* **PROBLEMS TO SOLVE**
#1 In the union bargaining update, how is the proposed 20% General Salary Increase divided across the three years?
#2 Please reproduce the passage of the union bargaining update starting with "The State continues" and going on through "the latest updates.".
***** DOCUMENT EXTRACT
June 18, 2026
Contract negotiations are heating up. Let’s keep the pressure on the State to deliver. We are fighting for Fair Pay, Affordable Healthcare, Secure Retirement and Telework that Works. At the center of that fight is our proposal for a 20% General Salary Increase over three years — 7% in 2026, 7% in 2027 and 6% in 2028 — because state workers deserve a contract that recognizes the essential services we provide every day.
The State continues to talk about budget constraints, but California’s revenue picture has improved significantly. Still, the State has not responded to our wage proposal. But we’re not backing down.
While we continue demanding answers on pay, bargaining is moving forward on a wide range of issues that impact nearly 100,000 state workers. Keep reading or watch the video below for the latest updates.
📹 Hear Updates Directly from Our Chief Negotiator
Fighting For Telework
As departments move forward with the Governor’s Return-to-Office mandate, SEIU Local 1000 is demanding meet-and-confers across departments to ensure workers have a voice in how these policies are implemented and to hold departments accountable for their decisions. Through these meetings, we have secured important information on exemptions, telework flexibility, parking, office space, field work, reasonable accommodations and other workplace impacts. We have also pressed departments on whether they identified problems with telework before the mandate and what evidence they have that forcing employees back into the office will improve operations.
**********
***** GIVEN ENTRIES
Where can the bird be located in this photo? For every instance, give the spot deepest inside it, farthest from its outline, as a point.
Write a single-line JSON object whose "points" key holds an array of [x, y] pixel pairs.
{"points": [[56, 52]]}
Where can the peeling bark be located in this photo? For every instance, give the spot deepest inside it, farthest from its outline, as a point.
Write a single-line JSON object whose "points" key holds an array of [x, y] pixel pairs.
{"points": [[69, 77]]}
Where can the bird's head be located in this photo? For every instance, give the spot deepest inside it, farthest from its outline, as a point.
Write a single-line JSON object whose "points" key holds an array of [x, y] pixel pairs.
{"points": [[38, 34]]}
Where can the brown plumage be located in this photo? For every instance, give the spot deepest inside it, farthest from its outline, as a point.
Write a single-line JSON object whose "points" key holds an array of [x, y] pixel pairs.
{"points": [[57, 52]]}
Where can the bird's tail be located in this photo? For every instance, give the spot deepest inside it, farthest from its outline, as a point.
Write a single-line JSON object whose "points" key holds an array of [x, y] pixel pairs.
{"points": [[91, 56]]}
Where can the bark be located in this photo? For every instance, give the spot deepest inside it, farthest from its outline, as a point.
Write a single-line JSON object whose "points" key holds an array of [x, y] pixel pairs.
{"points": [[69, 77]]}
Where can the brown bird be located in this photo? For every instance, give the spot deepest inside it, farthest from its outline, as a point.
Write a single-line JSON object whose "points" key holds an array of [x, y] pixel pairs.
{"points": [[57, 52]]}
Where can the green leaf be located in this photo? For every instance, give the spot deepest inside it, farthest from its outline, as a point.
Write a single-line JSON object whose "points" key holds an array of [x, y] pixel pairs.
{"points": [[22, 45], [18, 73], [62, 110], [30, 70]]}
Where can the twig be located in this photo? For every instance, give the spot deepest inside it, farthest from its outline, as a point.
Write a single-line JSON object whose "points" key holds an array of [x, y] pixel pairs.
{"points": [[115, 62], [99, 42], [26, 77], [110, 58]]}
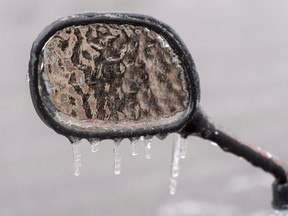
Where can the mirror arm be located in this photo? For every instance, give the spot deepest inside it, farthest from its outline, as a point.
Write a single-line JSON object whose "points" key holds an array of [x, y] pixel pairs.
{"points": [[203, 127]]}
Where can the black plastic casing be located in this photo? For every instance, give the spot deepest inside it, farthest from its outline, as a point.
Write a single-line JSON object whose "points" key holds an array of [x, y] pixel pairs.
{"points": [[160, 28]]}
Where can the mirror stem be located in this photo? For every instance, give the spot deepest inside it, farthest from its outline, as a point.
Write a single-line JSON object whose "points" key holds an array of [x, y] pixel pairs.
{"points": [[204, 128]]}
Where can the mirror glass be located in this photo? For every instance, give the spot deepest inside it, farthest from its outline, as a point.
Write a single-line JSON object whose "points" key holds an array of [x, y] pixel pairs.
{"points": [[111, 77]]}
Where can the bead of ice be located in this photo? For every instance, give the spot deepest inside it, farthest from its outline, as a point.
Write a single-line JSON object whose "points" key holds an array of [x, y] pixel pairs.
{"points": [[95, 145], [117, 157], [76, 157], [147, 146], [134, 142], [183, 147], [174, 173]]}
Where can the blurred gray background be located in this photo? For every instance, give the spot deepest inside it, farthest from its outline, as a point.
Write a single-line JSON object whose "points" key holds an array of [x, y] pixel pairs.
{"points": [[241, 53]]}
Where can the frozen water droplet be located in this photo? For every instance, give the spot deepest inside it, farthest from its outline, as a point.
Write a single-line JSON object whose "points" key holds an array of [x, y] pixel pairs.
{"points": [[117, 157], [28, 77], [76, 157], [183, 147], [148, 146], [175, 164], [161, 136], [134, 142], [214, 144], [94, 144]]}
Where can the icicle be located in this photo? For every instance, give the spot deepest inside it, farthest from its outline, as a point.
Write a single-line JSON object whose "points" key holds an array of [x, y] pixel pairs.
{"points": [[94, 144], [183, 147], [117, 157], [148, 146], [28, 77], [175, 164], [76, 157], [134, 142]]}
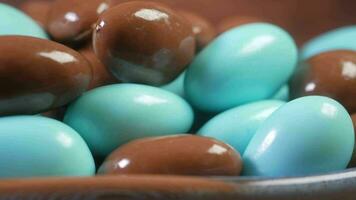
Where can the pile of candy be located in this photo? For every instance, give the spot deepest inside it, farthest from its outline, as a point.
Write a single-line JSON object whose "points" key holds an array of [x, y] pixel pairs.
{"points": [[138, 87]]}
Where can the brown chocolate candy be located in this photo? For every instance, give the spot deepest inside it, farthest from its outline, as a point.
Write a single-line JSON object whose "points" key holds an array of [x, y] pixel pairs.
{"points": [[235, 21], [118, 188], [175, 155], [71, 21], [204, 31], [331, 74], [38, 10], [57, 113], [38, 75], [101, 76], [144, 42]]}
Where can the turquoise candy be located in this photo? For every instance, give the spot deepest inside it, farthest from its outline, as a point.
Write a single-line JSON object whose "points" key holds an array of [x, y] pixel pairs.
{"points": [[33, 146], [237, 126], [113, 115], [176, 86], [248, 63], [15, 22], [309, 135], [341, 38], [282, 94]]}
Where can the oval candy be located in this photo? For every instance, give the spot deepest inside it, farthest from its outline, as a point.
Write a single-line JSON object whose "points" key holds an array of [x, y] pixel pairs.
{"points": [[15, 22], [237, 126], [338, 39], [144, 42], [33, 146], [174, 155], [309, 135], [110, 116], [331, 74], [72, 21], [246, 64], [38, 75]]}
**********
***** GIVEN ENTRIES
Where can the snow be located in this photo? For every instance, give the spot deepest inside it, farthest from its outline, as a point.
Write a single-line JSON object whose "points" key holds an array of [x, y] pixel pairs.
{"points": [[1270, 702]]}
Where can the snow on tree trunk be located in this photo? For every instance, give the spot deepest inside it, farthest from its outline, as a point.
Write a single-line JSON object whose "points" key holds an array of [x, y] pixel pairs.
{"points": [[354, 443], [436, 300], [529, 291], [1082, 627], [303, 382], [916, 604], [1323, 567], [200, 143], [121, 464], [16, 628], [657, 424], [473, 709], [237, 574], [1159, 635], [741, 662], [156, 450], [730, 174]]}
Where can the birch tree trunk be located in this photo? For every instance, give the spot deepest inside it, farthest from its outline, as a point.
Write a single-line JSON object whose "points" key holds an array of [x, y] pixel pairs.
**********
* **EXERCISE ANSWERS**
#1 7% in 2026, 7% in 2027 and 6% in 2028.

#2
The State continues to talk about budget constraints, but California’s revenue picture has improved significantly. Still, the State has not responded to our wage proposal. But we’re not backing down.
While we continue demanding answers on pay, bargaining is moving forward on a wide range of issues that impact nearly 100,000 state workers. Keep reading or watch the video below for the latest updates.